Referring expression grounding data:
[Start of Attachment]

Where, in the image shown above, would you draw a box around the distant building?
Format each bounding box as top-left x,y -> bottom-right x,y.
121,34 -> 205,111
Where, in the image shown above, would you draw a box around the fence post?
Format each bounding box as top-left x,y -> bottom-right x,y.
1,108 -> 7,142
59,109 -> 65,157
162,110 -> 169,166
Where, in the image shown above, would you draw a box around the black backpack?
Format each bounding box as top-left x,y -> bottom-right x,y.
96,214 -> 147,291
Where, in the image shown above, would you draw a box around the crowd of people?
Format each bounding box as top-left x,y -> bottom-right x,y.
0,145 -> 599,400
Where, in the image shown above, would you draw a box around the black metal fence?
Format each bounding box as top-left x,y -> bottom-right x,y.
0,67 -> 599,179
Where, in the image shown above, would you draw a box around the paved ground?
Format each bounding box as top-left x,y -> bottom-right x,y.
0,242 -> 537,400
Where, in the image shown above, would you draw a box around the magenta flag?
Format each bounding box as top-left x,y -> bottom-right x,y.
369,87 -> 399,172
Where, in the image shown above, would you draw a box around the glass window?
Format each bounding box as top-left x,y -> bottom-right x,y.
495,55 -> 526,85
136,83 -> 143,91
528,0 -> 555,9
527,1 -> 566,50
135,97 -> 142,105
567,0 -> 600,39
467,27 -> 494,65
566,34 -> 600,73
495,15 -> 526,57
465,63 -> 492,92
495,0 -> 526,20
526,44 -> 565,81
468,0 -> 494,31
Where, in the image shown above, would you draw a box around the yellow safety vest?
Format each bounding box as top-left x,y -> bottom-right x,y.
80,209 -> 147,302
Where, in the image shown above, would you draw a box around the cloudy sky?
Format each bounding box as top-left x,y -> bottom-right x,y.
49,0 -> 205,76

[End of Attachment]

● **Task item**:
One stretch of the lines above is wanted, from the line that contains "the paved ground?" through the line that contains "the glass window?". Output it exactly.

● **Answer for this exercise**:
Where, in the image shown above, would you draw a box around the paved ground?
Format each bounding box as top-left x,y -> bottom-right x,y.
0,242 -> 537,400
Where, in the image shown above, would you draw a box around the magenta flag?
Format each bounding box as top-left x,y -> bottom-right x,y.
369,87 -> 399,172
Where, in the image shown above, would you draw a box around the glass window?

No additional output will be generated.